Required task 1
Please write out the records, starting at the line that contains "target = boat tube" and ending at the final line of the records, with both of those lines included.

Quoted passage
Home Columnist Nigeria’s Civil War Revival and the Legacy of “Pa” Sydney Elton by Prof. Gary Maxey

Nigeria’s Civil War Revival and the Legacy of “Pa” Sydney Elton by Prof. Gary Maxey

by Church Times

2021 marks the 50th anniversary of the “beginning of the end” of the greatest Christian revival in Nigeria’s history. For Nigeria, it was a revival surpassing any previous one, and one that has not been repeated since. Thankfully there are still people living today who were a part of that great movement, though their numbers are beginning to rapidly dwindle. Being only now in the fortieth year of my sojourn in this country I had no personal involvement, though I arrived in the early 1980s when the spiritual and social wake of the revival was still clearly in evidence.

Elton

Pa Elton

It is important that genuine revivals be remembered. The inevitable multitude of local stories they produce must be recounted again and again—and hopefully with careful accuracy. Revivals are by their nature cyclical, and among people who have been visited by biblical revival, the possibility of a revisitation of the Holy Spirit is always a hopeful prospect. “O God, will you not revive us again?” is the prayer of the psalmist (Ps. 85:6).

Entries

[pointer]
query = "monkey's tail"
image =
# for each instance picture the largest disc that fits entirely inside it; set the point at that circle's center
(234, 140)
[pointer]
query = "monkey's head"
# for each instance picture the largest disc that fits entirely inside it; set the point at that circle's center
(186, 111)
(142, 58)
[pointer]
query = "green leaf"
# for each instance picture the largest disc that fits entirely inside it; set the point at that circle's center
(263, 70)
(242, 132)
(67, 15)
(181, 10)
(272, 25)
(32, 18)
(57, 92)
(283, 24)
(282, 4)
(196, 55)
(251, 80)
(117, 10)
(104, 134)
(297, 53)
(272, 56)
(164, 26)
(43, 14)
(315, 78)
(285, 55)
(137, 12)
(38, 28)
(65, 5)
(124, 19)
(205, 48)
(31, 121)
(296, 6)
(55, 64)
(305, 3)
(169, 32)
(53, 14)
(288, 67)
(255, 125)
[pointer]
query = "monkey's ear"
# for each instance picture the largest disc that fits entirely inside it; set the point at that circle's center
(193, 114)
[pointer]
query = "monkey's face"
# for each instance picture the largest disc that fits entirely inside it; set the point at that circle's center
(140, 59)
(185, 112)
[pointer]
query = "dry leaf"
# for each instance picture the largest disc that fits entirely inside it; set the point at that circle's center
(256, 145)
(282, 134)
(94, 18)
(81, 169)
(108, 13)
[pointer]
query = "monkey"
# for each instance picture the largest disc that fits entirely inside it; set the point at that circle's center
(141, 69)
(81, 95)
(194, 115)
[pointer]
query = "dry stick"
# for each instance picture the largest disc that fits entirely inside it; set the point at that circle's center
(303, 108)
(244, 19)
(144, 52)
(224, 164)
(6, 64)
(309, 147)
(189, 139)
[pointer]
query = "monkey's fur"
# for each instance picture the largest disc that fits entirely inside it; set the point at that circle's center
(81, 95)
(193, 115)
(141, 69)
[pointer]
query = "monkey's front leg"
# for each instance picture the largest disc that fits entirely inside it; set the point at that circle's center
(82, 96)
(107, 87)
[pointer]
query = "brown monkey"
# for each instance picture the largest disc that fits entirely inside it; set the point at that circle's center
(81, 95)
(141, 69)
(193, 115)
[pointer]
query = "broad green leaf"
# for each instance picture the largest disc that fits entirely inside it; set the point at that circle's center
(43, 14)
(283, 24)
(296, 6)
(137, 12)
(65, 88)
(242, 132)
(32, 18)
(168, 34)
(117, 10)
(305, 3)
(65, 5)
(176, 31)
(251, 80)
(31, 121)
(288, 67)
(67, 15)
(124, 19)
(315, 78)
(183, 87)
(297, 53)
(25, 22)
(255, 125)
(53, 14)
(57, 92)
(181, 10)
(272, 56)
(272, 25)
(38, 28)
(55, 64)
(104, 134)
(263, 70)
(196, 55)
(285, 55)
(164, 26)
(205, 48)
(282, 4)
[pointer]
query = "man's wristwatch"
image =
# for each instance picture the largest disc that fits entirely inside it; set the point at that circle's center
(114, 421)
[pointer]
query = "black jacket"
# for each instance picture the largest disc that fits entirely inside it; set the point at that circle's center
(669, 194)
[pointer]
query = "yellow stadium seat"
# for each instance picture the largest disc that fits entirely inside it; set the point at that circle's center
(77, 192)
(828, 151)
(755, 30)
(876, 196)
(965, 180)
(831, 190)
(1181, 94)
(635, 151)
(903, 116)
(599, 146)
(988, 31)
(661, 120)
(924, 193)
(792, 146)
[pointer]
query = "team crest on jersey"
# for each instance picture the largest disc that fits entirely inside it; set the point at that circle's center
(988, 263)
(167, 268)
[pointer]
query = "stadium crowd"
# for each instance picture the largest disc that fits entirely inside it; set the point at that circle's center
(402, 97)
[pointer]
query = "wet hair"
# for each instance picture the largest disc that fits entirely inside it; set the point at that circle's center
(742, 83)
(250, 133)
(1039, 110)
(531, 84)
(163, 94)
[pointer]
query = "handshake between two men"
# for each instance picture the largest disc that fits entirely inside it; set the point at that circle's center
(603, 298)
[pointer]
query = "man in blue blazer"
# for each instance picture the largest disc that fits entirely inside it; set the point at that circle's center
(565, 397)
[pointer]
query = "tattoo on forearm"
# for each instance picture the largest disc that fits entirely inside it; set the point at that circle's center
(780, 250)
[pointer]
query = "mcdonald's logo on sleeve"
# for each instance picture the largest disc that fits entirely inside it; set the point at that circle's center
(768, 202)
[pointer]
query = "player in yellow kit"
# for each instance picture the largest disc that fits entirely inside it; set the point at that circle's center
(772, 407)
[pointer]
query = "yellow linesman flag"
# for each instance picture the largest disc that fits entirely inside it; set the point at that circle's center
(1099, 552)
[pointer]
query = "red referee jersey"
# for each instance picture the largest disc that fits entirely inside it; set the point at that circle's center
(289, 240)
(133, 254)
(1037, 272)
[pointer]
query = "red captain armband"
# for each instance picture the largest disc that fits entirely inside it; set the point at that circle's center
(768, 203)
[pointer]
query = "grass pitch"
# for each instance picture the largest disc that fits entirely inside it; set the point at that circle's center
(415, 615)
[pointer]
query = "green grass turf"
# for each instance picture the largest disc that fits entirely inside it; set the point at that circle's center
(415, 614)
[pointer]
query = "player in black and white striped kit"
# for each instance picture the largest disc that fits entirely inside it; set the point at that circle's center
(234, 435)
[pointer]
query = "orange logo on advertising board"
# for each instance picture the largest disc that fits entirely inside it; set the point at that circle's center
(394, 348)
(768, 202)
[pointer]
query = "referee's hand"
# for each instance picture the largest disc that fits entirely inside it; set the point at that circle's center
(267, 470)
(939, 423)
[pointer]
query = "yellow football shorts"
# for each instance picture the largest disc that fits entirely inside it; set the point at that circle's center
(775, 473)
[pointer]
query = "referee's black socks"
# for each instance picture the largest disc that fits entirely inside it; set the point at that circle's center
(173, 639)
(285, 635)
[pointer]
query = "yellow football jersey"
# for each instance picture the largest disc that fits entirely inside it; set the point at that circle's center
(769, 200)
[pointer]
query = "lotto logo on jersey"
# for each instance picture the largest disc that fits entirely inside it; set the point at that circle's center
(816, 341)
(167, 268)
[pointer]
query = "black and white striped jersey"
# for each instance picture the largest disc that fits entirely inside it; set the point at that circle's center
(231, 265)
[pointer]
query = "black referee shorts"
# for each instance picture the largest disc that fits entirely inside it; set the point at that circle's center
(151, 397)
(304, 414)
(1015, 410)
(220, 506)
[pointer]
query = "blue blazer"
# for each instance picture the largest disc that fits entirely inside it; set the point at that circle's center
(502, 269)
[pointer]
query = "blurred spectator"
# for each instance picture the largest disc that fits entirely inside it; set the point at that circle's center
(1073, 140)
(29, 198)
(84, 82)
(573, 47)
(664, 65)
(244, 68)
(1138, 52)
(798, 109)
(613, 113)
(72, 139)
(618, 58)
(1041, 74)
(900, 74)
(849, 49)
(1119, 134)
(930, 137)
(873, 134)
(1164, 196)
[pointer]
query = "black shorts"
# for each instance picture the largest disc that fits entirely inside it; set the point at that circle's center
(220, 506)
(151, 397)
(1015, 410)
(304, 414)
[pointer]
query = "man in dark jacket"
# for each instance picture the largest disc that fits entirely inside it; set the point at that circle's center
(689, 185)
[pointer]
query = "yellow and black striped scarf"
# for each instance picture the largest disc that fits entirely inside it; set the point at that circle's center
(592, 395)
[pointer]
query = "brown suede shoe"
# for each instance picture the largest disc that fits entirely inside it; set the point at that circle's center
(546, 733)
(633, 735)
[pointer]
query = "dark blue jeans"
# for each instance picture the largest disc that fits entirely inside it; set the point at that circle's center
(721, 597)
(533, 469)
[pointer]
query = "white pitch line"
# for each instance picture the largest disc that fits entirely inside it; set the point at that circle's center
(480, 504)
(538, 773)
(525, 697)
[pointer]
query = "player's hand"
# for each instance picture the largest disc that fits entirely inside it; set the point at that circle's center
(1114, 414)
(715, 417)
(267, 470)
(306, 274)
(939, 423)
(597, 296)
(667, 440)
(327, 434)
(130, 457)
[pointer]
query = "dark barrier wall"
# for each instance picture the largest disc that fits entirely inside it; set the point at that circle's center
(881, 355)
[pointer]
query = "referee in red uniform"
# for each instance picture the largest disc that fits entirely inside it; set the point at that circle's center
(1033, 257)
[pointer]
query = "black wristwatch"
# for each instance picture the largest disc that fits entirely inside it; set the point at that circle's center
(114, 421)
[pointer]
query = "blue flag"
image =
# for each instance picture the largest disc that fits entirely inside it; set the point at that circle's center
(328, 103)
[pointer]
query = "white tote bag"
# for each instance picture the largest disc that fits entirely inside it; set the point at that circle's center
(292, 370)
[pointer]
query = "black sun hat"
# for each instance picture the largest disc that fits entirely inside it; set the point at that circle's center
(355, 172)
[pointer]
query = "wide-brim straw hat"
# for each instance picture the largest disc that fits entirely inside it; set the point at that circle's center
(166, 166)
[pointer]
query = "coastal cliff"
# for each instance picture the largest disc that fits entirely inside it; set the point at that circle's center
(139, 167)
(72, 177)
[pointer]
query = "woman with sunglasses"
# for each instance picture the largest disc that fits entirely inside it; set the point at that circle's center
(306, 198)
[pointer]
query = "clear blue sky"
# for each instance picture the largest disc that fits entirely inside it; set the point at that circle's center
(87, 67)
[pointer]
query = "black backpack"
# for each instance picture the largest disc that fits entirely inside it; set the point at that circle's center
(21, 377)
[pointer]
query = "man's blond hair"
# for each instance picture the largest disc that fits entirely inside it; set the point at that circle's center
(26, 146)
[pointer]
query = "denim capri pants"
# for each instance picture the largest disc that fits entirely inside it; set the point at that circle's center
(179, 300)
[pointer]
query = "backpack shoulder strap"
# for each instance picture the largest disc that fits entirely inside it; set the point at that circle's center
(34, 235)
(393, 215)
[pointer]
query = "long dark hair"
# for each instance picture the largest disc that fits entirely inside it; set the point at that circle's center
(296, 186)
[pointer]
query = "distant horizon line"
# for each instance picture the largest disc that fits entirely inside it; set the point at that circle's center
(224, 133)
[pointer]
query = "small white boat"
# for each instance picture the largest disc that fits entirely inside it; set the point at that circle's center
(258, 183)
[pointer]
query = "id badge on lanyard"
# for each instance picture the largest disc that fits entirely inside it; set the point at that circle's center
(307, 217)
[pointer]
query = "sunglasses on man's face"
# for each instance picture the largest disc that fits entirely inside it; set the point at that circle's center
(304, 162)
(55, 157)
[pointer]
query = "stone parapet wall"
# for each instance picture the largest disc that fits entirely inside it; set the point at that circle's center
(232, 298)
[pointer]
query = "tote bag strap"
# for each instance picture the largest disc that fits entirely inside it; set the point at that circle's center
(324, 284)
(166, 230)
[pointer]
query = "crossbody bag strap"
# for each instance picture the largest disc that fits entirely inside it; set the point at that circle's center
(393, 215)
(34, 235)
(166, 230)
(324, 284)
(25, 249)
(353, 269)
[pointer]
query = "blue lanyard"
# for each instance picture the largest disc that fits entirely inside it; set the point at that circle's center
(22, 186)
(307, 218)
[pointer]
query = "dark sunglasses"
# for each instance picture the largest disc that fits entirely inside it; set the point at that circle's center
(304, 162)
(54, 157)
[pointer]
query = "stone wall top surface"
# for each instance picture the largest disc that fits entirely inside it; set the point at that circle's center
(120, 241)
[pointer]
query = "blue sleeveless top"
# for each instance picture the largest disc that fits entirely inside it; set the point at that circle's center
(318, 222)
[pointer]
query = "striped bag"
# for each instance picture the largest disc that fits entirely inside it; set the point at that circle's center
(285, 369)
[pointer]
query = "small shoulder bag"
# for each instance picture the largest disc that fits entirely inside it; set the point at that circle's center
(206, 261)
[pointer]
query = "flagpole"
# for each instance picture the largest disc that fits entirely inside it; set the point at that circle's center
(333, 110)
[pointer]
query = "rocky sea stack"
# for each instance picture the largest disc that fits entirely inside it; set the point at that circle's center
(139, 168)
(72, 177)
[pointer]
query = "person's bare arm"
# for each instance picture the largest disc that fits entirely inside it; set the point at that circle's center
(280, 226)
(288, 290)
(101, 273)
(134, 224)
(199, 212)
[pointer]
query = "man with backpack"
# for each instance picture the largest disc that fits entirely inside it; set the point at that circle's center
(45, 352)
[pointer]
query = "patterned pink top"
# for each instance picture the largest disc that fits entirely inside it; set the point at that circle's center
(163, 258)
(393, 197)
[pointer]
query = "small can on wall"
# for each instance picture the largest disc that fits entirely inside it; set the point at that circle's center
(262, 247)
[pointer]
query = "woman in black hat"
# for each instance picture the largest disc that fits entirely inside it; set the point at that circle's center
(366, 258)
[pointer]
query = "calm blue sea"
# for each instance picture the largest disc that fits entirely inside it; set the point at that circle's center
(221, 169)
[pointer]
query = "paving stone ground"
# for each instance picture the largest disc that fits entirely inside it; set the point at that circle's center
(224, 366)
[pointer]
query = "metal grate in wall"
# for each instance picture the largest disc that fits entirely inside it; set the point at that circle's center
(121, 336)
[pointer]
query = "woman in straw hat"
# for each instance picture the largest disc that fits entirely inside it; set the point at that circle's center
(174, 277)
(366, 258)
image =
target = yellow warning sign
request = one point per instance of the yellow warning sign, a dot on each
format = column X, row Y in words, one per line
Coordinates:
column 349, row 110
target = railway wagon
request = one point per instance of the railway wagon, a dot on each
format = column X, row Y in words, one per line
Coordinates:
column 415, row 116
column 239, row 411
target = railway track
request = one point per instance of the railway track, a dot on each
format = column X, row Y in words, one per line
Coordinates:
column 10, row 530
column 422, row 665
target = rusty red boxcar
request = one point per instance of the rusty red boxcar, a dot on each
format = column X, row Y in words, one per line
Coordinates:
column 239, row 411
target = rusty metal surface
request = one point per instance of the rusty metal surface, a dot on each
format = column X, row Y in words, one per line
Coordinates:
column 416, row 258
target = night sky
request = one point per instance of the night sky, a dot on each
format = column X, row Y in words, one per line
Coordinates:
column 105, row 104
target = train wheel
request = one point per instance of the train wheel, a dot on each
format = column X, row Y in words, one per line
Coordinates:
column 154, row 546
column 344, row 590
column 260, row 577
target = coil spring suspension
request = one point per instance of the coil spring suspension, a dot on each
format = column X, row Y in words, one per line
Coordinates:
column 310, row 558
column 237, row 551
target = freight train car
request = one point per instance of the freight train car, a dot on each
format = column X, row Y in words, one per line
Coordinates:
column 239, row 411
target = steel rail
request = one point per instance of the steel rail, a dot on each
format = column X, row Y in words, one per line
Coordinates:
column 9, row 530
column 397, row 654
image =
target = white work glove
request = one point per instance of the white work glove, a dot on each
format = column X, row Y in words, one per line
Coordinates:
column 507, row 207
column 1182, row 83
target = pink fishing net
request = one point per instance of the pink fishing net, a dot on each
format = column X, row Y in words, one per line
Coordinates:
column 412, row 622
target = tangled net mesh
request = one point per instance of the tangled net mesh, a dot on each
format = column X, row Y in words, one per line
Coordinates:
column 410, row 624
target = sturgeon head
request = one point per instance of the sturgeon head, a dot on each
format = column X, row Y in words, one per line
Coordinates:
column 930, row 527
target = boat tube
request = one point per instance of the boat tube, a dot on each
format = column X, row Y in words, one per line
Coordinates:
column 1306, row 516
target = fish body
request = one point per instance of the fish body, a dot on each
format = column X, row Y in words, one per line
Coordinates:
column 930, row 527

Required task 2
Extend the column on Nigeria's civil war revival beyond its last sentence.

Final answer 1
target = boat tube
request = one point per instance of the boat tube, a dot on each
format = column X, row Y in words, one per line
Coordinates:
column 1306, row 516
target = fish body
request = one point per instance of the fish body, a dot on each
format = column X, row Y in words, one per line
Coordinates:
column 930, row 527

Final answer 2
Several capable researchers and writers have given us faithful and fairly accurate accounts of what happened between the early to mid-1960s and the mid-1970s that constituted a large revival movement first in western and then eastern and later northern Nigeria. However, in recent times we are also seeing a growing number of popular descriptions of the Civil War Revival that are inaccurate and misleading. I hope I can say a few things that will help us to speak more accurately about this great movement of God in our country.

 

Nigeria’s Civil War Revival was the first notable evangelical revival in this nation. Other dynamic revivals following the pattern of 19th– and 20th-century global revivals had visited African nations for well over 100 years. The first major African revivals of that description were in South Africa in the 1860s, among the Dutch Reformed and the Methodists. The most dynamic of all African revivals (some say the most dynamic globally) was the East Africa Revival, which erupted in the late 1920s and continued in repeated cycles in Rwanda, Uganda, Burundi, Kenya, and beyond for more than 50 years!

WATS

Prof Gary Maxey

 

Earlier revivals in Nigeria—the Garrick Braide revival in the Niger delta (1914-1918), the Joseph Babalola revival in western Nigeria (the 1930s), and the Latter Rain Revival (mid-1950s) were not classical evangelical revivals but were rather focused largely and dynamically on divine healing. All three of them were geographically circumscribed. By contrast, the Civil War Revival was the first Nigerian revival to spread to geographic zones in the west, the east, and the north. It was not a healing revival, but rather revolved around the classical revival themes of repentance, new birth, restitution, and evangelism, as well as a focus on the immanence of Christ’s Second Coming.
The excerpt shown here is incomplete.